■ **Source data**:

--

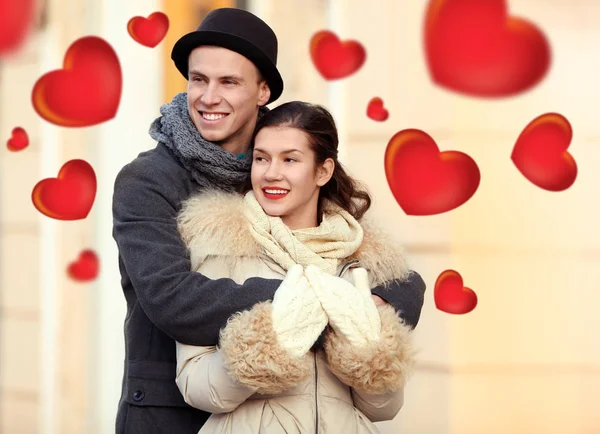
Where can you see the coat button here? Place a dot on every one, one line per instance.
(138, 395)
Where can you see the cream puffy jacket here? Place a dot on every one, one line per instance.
(249, 382)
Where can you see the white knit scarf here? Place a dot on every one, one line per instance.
(338, 236)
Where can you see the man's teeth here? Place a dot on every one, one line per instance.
(212, 117)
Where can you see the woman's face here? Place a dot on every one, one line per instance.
(285, 179)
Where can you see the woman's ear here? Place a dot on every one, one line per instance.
(325, 172)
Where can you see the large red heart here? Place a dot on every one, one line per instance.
(335, 59)
(18, 141)
(87, 91)
(70, 196)
(16, 19)
(541, 153)
(149, 31)
(474, 47)
(85, 268)
(424, 180)
(376, 110)
(451, 296)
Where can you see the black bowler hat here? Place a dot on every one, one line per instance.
(237, 30)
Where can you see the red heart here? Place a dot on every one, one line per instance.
(149, 31)
(85, 268)
(424, 180)
(335, 59)
(451, 296)
(87, 91)
(18, 141)
(16, 20)
(68, 197)
(474, 47)
(541, 153)
(376, 111)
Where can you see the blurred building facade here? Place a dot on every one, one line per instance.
(527, 359)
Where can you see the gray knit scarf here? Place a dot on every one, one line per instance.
(209, 164)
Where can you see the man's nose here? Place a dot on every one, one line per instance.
(211, 95)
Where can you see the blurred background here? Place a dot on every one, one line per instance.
(527, 359)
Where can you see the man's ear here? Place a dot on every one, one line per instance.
(264, 93)
(325, 172)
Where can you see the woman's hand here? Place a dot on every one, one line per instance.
(350, 308)
(298, 318)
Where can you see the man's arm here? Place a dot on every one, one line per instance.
(406, 296)
(185, 305)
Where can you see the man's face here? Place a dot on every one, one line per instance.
(224, 93)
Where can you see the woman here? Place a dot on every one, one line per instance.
(299, 220)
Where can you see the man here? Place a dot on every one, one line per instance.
(230, 63)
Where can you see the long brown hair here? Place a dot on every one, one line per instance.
(318, 124)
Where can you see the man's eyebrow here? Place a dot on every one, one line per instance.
(287, 151)
(225, 77)
(232, 77)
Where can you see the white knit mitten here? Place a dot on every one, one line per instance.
(298, 317)
(350, 308)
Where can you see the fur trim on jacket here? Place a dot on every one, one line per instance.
(204, 217)
(380, 369)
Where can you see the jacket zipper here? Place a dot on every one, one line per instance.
(344, 268)
(316, 396)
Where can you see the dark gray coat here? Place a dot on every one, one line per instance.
(167, 302)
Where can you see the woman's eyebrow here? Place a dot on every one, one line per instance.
(287, 151)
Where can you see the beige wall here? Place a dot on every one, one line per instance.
(526, 360)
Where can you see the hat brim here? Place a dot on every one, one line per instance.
(184, 46)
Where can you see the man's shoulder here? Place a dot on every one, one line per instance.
(155, 164)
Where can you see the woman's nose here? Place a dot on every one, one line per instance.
(273, 172)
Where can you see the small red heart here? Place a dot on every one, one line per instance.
(85, 268)
(16, 21)
(87, 91)
(425, 181)
(18, 141)
(541, 153)
(376, 111)
(70, 196)
(451, 296)
(474, 47)
(335, 59)
(149, 31)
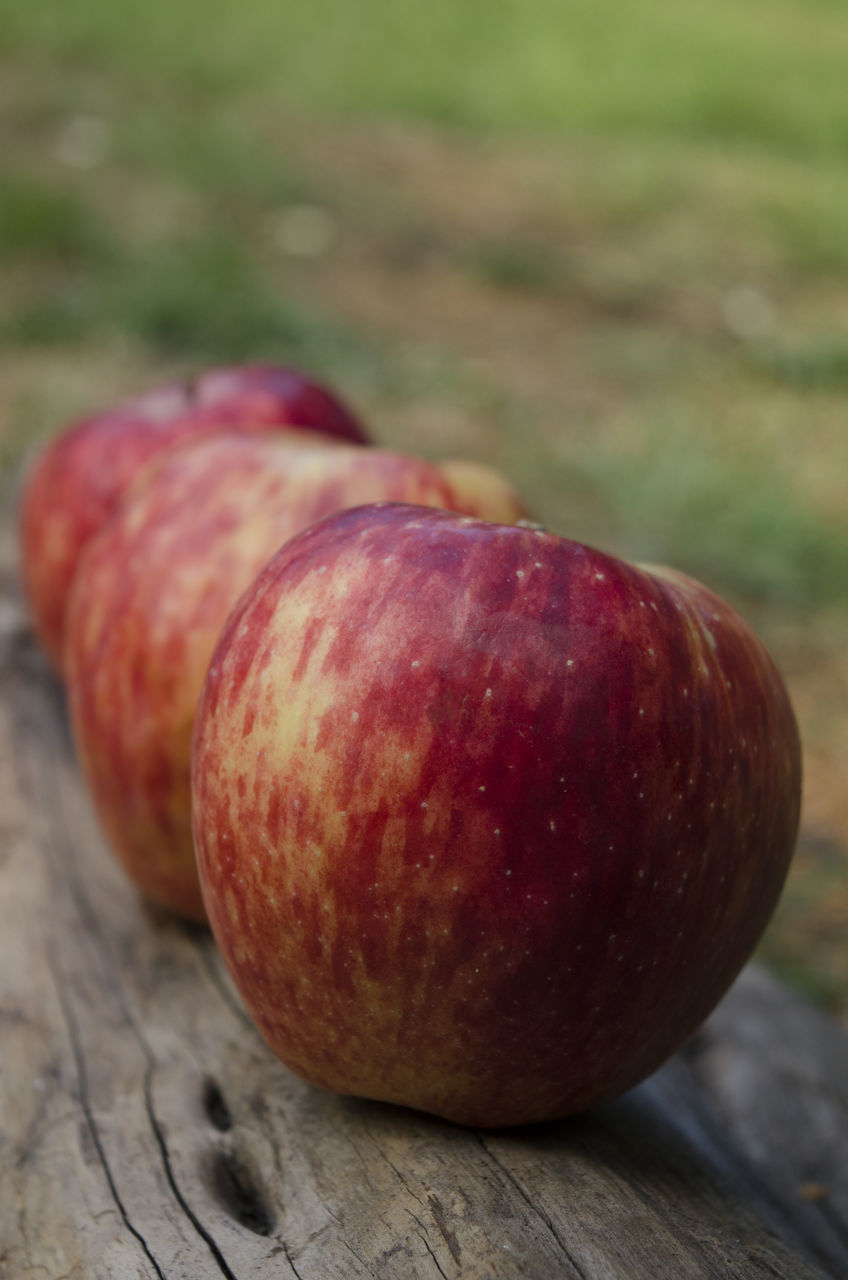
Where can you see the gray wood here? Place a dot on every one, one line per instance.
(145, 1129)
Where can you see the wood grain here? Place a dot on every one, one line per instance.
(146, 1132)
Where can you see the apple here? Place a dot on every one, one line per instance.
(487, 821)
(151, 594)
(81, 476)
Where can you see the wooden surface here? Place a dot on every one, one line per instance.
(145, 1130)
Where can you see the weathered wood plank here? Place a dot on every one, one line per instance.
(147, 1132)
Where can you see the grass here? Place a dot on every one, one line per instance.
(598, 246)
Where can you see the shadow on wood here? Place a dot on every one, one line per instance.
(147, 1130)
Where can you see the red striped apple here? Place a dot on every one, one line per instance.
(151, 594)
(487, 821)
(81, 476)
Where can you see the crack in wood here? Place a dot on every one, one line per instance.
(172, 1182)
(62, 872)
(534, 1210)
(85, 1102)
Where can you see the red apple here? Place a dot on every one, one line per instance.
(487, 821)
(81, 476)
(151, 594)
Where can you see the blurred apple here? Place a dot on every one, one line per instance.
(81, 475)
(487, 821)
(151, 594)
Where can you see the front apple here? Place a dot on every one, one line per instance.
(81, 476)
(151, 594)
(487, 821)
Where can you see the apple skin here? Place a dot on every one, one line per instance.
(80, 478)
(487, 821)
(153, 592)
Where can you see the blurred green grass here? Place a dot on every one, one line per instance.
(600, 246)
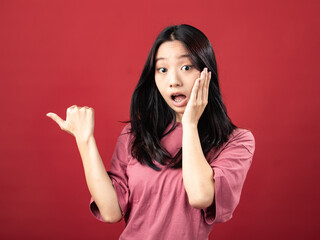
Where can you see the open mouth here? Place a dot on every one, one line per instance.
(178, 97)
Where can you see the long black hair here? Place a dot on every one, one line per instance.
(150, 115)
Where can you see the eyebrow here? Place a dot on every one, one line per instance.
(182, 56)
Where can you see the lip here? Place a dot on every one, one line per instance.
(178, 104)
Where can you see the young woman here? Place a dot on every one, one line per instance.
(180, 164)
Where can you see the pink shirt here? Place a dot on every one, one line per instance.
(155, 204)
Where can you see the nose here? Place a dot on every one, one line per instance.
(175, 79)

--

■ **What you should do**: Because only the text is wanted, repeat all the entries exactly and leave out the pictures.

■ **Expected output**:
Where can you see the coat button here? Place a dot on every one, one line per instance.
(138, 395)
Where can you see the cream puffy jacket here? Place a dot on every one, one line per instance.
(249, 382)
Where can you see the white knit scarf here? Place a dot on every one, one line per instance.
(338, 236)
Where can you see the man's teeth here? Place a dot on every one, one line per instance.
(212, 117)
Where can you see the woman's face here? Place a dot on every one, one line per instance.
(285, 179)
Where can you see the woman's ear here? Place a dot on every one, one line per instance.
(325, 172)
Where can you see the large red heart here? Place a dot on every one, one line per instance.
(335, 59)
(18, 141)
(87, 91)
(70, 196)
(16, 19)
(541, 153)
(149, 31)
(474, 47)
(85, 268)
(424, 180)
(376, 110)
(451, 296)
Where can you see the black bowler hat here? Place a dot on every one, one line per instance.
(237, 30)
Where can you see the red heart here? Place a dot on every one, one line per instance.
(149, 31)
(85, 268)
(424, 180)
(335, 59)
(451, 296)
(87, 91)
(18, 141)
(16, 20)
(68, 197)
(474, 47)
(541, 153)
(376, 111)
Where can you see the blurred building facade here? Place a dot on every one, one line per instance.
(527, 359)
Where can you see the gray knit scarf here? Place a dot on every one, one line per instance.
(209, 164)
Where can you see the man's nose here? Place a dot on every one, one line per instance.
(211, 95)
Where can you see the blurred background here? Place a dot on every one, one line per instance.
(527, 359)
Where can you see the man's ear here? Place a dot on every one, one line per instance.
(264, 93)
(325, 172)
Where can you see the woman's hand here? Place a dot on every one, one line per instance.
(350, 308)
(298, 318)
Where can you see the man's arm here? Place a dot on every one, one line per instance.
(406, 296)
(185, 305)
Where can you see the man's face here? Place a dot on every one, one line per instance.
(224, 93)
Where can you see the woman here? Place a dot on every one, one line per instance.
(299, 220)
Where can you see the man here? Place a dot on every one, one line per instance.
(230, 63)
Where can you see the long brown hair here? Place a dot on every one, one line per instance.
(318, 124)
Where can you see the man's eyebrow here? Place a dot on every one, one line per instance.
(287, 151)
(225, 77)
(232, 77)
Where can you see the white knit mitten here? Place a dot on every one, one line per instance.
(298, 317)
(350, 308)
Where can you see the fur trim on jacket here? Place a dot on every one, one line per instance.
(204, 217)
(380, 369)
Where can you see the jacket zipper here? Place a dot on every one, one line per instance.
(344, 268)
(316, 396)
Where can you see the dark gray coat here? Place a dot on every one, one line per instance.
(167, 302)
Where can you see the woman's eyebrow here? Place a dot on every one, one line per instance.
(287, 151)
Where can you see the beige wall here? Place a dot on every one, one line per instance.
(526, 360)
Where can you see the hat brim here? Place a dot on every one, one line per instance.
(184, 46)
Where can you see the man's shoulder here? Place a dot on every one, one line per instance.
(155, 164)
Where can you see the woman's nose here? Place a dot on every one, one line per instance.
(273, 172)
Where can you see the small red heart here? Place a dot on every one, one line per instance.
(85, 268)
(16, 21)
(87, 91)
(425, 181)
(18, 141)
(541, 153)
(376, 111)
(70, 196)
(451, 296)
(474, 47)
(335, 59)
(149, 31)
Where can you see the gray wood here? Place a dot on every one, one line per instance.
(145, 1129)
Where can you see the wood grain here? Place a dot on every one, one line per instance.
(146, 1132)
Where can you see the apple here? Place a dot on every one, one line per instance.
(487, 821)
(151, 594)
(81, 476)
Where can you see the wooden surface here? Place a dot on every one, one line per instance.
(145, 1130)
Where can you see the weathered wood plank here? Place a dot on every one, one line per instance.
(147, 1132)
Where can you see the grass here? Place a dot on every one, one line per instance.
(598, 246)
Where can you see the shadow on wood here? Place a dot on every one, one line per instance.
(147, 1130)
Where can you see the red striped apple here? Place a dot on every one, one line per instance.
(151, 594)
(487, 821)
(81, 476)
Where can you see the crack in wood here? Place a dot on every one, one line per instance.
(172, 1182)
(62, 872)
(534, 1210)
(85, 1102)
Where can you see the red apple here? Place a dot on every one, one line per instance.
(487, 821)
(81, 476)
(151, 594)
Where can you see the blurred apple here? Place a dot on every one, one line per instance.
(81, 475)
(487, 821)
(151, 594)
Where can you see the front apple here? Place a dot on every one, one line per instance.
(81, 476)
(151, 594)
(487, 821)
Where can you see the apple skin here? Place a dot on every one, one line per instance.
(80, 478)
(487, 821)
(153, 592)
Where can you see the blurred green grass here? Place a dot on every one, one line per instance.
(600, 246)
Where can you see the open mouth here? Place a dot on every one, one line per instance.
(178, 97)
Where can you see the long black hair here? Place a dot on every one, one line per instance.
(150, 115)
Where can you see the eyebrow here? Place a dot on every one, one line per instance.
(182, 56)
Where can you see the lip here? Place a dot on every one, one line per instance.
(178, 104)
Where can you see the young woman here? Place a dot on every one, one line per instance.
(180, 164)
Where can you see the pink shirt here? Place a dot on every one, one line per instance.
(155, 204)
Where can you see the nose here? Place a dot on every one, one line per instance.
(175, 79)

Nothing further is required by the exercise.